Given passage ->
++++
Monday, December 04, 2006

cisc 372 class tomorrow


Hi all,
The cis 372 class tomorrow is important to attend.

You will be filling out a peer evaluation for your research project
and you need to fill one out in order to get a grade on that
project.

Also, bring your handouts that we've had since the midterm exam and
your textbook and notes. We will have a short question creation time
and then jeopardy game for reviewing for the exam.

There is one presentation tomorrow also.
So, make sure you attend.

Prizes will be given.

Lori

Thursday, November 30, 2006

Project Deliverable 2 Feedback


Overall, everyone did a nice job on the projects. Sometimes, the code was
not complete (e.g., lacked timing statements) or failed on certain inputs,
so you lost points. Since everyone's project was different, it was very
important that your code was clearly documented. The projects may have
changed since deliverable 1, and I needed to know what problems there were
and what the programs' limitations were.

I commented on the timing methodology on a lot of projects. Make sure
that you are using a fair and consistent timing methodology and describe
your methodology in your final report. Justify any decisions you make and
explain what the effect (if any) your decision will have on the timing
results.

Good luck on the rest of the project!

Sara

Tuesday, November 21, 2006

UD CISC 372 Parallel Programming

Final Exam for this course - December 12, 10:30-12:30 regular classroom

Thursday, November 16, 2006

Lab 4 Example


I posted a good example solution to Lab 4 on my web page for this class:
http://www.cis.udel.edu/~sprenkle/acad/cisc372/

Sara

Friday, November 03, 2006

SIGSEGV Errors


I know some people have had trouble with SIGSEGV errors and they didn't
know what the problem was. I found information about the error on this
site:
http://www-unix.mcs.anl.gov/mpi/mpich1/docs/mpichman-chshmem/node106.htm

If your program fails with
p4_error: interrupt SIGSEGV
the problem is probably not with MPI. Instead, check for program bugs including

1. Array overwrites or accesses beyond array bounds. Be particularly
careful of a[size] in C, where a is declared as int a[size].
++++
Stored records ->
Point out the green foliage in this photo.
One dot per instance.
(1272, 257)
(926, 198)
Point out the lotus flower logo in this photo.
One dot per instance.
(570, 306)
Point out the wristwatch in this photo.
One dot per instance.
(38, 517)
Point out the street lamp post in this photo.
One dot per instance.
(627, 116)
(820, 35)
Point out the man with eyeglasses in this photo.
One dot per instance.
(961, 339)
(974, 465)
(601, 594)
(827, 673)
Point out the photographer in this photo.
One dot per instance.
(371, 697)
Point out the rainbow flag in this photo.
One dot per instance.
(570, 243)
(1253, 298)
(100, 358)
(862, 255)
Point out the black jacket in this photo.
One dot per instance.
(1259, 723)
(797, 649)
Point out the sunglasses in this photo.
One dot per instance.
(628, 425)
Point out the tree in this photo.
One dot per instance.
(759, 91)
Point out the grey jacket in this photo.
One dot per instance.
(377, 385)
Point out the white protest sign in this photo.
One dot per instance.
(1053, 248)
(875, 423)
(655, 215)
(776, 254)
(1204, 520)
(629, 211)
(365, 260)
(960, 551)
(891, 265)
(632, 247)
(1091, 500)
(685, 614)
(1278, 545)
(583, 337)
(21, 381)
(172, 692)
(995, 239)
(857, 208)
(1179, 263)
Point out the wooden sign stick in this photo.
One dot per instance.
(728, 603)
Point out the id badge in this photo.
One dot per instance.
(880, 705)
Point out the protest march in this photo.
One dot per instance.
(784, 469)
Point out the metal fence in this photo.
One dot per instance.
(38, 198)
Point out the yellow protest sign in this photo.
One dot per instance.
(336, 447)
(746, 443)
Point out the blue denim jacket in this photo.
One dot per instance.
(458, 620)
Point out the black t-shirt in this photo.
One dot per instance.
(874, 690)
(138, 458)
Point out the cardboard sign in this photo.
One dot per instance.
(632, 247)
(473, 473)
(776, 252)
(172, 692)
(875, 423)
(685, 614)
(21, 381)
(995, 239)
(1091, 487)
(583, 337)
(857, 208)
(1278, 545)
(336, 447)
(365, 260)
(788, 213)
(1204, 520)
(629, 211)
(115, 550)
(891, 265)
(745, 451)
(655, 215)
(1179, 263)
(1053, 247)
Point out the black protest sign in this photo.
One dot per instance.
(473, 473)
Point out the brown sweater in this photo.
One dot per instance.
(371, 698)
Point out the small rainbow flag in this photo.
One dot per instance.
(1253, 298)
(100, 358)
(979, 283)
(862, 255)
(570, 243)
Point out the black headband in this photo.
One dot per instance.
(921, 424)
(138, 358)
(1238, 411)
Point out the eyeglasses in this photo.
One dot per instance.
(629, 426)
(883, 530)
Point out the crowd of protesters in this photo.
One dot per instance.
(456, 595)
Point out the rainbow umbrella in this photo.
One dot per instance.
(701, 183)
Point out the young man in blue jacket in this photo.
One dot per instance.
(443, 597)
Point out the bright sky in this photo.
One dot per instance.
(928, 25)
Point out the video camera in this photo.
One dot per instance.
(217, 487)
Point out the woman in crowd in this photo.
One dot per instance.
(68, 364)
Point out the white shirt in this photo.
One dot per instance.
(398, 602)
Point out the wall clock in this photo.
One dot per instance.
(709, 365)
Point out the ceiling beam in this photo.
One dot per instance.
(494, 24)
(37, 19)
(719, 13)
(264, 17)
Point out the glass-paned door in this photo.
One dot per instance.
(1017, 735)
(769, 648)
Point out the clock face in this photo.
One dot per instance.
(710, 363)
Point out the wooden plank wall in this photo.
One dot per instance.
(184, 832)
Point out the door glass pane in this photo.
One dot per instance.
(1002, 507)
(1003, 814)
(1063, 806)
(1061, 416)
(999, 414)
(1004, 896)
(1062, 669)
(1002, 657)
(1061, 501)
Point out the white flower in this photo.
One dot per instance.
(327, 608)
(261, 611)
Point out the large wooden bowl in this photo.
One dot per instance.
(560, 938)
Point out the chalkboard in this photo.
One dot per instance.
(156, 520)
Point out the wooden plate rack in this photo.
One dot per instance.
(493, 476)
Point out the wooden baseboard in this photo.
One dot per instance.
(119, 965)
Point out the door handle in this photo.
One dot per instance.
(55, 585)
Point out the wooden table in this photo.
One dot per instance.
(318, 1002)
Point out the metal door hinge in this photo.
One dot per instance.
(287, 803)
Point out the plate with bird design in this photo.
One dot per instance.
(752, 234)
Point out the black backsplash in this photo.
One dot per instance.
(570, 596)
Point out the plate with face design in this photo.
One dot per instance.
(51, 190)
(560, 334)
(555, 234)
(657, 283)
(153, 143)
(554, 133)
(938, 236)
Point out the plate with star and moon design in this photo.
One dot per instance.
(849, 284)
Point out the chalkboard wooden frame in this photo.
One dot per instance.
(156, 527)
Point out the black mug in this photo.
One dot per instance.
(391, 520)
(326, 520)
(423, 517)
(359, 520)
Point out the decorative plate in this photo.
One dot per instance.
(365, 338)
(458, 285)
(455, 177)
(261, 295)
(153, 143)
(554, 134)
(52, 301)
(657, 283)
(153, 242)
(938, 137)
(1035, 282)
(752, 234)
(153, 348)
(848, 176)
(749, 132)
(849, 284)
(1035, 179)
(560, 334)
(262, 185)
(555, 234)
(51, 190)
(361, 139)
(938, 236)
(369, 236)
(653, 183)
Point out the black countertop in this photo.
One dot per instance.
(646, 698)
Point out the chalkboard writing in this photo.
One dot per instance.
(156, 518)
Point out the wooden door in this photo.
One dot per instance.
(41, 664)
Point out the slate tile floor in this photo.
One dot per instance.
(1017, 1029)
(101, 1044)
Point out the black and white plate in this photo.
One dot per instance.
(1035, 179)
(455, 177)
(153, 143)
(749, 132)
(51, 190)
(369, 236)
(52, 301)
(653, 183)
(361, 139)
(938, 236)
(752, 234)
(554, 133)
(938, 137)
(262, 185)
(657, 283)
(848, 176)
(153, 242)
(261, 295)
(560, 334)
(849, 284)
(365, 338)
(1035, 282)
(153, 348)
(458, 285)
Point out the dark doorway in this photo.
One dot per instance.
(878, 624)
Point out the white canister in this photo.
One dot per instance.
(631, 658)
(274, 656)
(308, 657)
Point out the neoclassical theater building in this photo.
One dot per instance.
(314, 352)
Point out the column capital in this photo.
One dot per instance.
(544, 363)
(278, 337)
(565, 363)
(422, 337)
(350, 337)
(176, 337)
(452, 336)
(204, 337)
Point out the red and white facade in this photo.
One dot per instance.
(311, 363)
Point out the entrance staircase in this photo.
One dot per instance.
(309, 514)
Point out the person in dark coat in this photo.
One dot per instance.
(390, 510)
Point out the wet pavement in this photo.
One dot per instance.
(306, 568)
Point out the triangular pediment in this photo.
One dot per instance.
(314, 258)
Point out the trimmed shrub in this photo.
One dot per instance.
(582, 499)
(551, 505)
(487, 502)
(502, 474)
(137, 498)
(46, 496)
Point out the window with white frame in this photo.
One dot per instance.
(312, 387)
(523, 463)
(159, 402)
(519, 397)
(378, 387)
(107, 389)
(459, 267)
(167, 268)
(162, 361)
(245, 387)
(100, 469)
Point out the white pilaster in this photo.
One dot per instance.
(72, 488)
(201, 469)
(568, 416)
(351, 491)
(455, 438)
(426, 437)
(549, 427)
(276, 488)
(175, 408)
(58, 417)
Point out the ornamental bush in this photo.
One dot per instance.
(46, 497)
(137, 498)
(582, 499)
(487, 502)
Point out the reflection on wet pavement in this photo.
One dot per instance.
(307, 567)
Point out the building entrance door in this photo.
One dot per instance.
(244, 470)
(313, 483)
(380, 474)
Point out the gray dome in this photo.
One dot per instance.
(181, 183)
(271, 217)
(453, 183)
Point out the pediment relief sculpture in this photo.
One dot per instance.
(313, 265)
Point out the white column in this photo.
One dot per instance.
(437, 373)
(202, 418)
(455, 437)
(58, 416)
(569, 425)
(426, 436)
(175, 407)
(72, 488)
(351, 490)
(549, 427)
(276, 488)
++++
Work instructions ->
Decide whether each statement agrees with the class posts, answering yes or no and quoting the words of the posts that settle it. 1. The final exam takes place in the regular classroom on December 12. 2. A program that fails with a SIGSEGV interrupt most likely has a problem with MPI. 3. Students must fill out a peer evaluation to get a grade on the research project. The records have no connection to the class posts.

Final result ->
1. Yes: "Final Exam for this course - December 12, 10:30-12:30 regular classroom"
2. No: "the problem is probably not with MPI"
3. Yes: "you need to fill one out in order to get a grade on that project"